• **Your goal**:
Find every line in the entries containing the word "target" and copy each one.

• **Information given**:

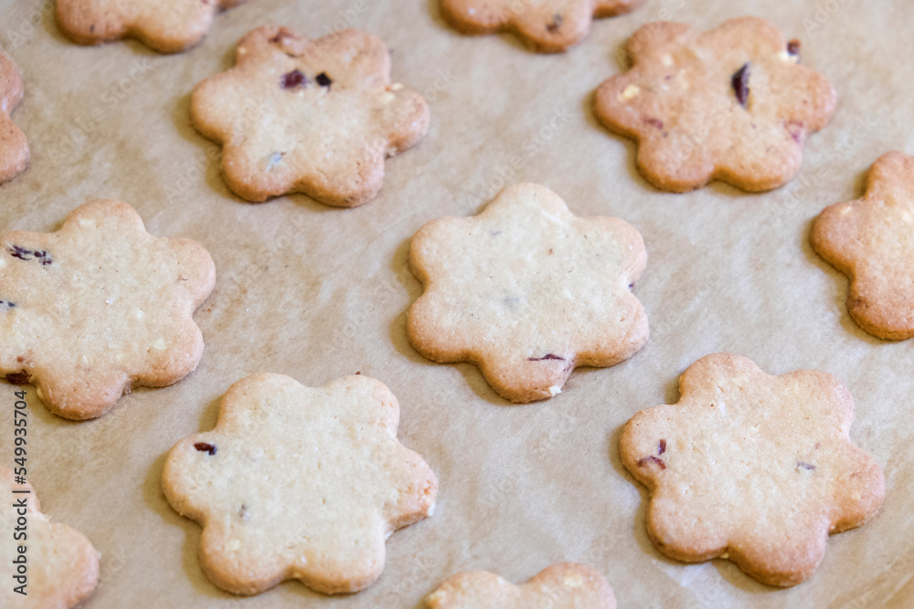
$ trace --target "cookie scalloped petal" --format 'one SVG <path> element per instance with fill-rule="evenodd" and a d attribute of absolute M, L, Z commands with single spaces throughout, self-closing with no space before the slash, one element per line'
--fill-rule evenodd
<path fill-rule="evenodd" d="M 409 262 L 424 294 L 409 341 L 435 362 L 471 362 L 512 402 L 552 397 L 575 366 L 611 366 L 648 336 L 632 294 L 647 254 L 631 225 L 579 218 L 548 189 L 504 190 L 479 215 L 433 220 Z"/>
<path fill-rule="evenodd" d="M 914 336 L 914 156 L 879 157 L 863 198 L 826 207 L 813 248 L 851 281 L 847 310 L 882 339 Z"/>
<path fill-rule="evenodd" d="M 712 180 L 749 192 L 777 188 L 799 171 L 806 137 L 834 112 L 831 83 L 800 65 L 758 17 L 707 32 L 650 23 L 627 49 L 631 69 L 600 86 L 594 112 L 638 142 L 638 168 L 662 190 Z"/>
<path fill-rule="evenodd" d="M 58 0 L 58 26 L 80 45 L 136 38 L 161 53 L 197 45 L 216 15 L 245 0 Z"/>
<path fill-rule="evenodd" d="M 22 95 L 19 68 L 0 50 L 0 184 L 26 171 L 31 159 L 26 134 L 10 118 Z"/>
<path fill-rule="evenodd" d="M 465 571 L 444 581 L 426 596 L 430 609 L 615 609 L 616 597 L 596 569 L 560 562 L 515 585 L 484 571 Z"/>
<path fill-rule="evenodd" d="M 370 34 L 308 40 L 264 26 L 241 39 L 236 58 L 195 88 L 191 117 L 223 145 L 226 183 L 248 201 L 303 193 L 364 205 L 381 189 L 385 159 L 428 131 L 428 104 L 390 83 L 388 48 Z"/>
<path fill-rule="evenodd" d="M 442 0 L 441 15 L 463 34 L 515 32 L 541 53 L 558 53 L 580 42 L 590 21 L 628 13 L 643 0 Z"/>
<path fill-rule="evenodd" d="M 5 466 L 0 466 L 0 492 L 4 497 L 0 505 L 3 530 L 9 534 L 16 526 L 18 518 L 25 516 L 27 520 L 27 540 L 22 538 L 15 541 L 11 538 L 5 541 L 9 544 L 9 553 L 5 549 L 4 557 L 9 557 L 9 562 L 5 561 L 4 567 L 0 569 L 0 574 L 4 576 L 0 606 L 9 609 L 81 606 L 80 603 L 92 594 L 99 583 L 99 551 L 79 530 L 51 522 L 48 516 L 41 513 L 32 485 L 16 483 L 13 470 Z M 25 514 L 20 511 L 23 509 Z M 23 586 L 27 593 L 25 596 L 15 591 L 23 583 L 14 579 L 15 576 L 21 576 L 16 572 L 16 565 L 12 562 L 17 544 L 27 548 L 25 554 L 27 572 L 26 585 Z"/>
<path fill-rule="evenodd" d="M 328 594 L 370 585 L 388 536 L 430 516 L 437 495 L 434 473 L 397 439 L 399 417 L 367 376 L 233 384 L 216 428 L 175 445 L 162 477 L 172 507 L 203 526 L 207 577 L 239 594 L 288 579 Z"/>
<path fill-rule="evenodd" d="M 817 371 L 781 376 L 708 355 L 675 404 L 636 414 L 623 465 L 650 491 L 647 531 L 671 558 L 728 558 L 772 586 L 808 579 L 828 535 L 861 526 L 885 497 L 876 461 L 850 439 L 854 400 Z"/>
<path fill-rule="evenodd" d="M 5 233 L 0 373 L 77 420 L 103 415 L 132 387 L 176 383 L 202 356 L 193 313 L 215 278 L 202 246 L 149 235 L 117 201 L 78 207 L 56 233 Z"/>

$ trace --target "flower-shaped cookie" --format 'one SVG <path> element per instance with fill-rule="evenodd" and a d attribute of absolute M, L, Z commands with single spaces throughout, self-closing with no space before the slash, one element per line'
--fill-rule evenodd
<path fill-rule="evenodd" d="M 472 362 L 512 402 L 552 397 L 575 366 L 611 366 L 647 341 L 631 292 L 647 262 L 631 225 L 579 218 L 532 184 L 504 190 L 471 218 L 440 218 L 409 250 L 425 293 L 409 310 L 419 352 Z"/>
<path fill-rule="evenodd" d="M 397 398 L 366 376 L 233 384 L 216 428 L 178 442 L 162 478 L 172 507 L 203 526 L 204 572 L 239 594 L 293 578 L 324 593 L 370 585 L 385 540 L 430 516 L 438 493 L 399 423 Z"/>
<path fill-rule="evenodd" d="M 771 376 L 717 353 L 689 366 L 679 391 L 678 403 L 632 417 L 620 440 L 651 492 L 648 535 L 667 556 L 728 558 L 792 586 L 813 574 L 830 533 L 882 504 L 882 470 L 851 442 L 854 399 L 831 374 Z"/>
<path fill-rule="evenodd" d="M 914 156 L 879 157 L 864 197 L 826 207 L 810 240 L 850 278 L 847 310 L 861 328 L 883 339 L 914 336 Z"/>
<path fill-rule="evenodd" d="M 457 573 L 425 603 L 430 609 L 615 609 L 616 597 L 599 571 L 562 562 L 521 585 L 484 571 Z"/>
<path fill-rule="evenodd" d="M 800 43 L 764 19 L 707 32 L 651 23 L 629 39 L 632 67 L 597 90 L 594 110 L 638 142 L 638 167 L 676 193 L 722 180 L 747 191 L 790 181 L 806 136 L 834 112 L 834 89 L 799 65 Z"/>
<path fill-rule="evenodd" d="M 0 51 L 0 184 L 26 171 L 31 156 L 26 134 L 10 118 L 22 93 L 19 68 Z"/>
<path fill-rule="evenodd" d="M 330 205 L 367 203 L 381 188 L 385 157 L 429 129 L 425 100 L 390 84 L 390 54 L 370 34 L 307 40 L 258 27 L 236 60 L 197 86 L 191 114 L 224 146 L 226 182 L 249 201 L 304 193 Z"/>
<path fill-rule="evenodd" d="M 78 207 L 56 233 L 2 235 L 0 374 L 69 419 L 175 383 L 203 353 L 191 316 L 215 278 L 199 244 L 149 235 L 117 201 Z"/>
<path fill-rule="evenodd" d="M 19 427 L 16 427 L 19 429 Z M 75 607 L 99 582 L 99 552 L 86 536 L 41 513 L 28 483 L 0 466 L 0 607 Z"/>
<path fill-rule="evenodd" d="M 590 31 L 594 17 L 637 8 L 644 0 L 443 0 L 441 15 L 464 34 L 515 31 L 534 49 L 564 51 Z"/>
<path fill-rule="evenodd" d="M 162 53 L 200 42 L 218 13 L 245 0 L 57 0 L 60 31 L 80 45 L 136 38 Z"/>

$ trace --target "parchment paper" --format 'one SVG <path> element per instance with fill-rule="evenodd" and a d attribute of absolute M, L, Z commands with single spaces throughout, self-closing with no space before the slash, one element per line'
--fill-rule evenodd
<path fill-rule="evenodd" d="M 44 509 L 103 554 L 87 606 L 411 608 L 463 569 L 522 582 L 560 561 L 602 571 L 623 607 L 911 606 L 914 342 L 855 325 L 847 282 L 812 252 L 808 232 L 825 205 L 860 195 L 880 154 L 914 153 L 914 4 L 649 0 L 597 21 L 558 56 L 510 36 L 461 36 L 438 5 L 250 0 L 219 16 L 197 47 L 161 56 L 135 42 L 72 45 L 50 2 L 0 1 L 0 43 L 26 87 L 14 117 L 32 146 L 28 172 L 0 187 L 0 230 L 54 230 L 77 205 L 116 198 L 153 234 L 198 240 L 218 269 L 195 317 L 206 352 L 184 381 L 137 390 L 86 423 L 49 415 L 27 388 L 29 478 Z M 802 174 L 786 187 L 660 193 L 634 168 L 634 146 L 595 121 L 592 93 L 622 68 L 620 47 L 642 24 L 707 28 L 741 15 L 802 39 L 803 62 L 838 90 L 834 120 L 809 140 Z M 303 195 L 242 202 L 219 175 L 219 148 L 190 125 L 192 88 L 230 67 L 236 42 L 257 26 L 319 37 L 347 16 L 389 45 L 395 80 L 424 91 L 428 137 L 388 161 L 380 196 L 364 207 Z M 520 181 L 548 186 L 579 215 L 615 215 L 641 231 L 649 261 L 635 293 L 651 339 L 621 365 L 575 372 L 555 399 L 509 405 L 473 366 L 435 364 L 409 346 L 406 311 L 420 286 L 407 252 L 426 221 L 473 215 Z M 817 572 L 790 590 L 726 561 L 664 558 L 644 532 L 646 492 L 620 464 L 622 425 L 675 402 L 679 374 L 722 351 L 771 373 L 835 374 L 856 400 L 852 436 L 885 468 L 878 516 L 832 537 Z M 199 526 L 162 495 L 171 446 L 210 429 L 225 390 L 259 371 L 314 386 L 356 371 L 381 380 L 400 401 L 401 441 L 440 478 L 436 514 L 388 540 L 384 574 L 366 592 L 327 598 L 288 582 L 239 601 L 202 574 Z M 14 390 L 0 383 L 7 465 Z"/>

• **Response to the exercise**:
$ trace --target "cookie scalloped petal" --format 'one SVG <path> element per instance with fill-rule="evenodd" and a d attribute of absolute M, L, Z commands with single spaces throughout, self-closing with no space before the slash, one element per line'
$ trace --target "flower-shaped cookie" --format 'one SVG <path> element per instance with fill-rule="evenodd" and a d attribute of absolute M, L, Z commands with single spaces throughout, self-closing with no space before the slash, one element per line'
$ trace --target "parchment paper" --format 'one SVG <path> element per instance with fill-rule="evenodd" and a d attribute of absolute M, L, Z commands with single spaces throughout, self-closing with no space before the slash, one element per line'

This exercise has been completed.